# start of Information supplied

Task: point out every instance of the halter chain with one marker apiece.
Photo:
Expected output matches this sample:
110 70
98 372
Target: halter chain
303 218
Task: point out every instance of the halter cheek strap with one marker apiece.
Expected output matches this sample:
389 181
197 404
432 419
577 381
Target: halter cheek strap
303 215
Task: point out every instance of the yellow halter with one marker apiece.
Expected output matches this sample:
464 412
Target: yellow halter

# end of Information supplied

## What is needed
Extract every line from the one containing "Task: point out every instance of the halter cheek" to the end of the entries, including both of those lines, exactly as given and with nothing added.

## Answer to the exercise
Task: point out every instance of the halter cheek strap with one marker apiece.
Expected output matches this sample:
389 181
197 404
432 419
577 381
Target: halter cheek strap
303 215
Task: point out every instance of the yellow halter with one marker apiece.
Expected output matches this sample:
464 412
Target: yellow halter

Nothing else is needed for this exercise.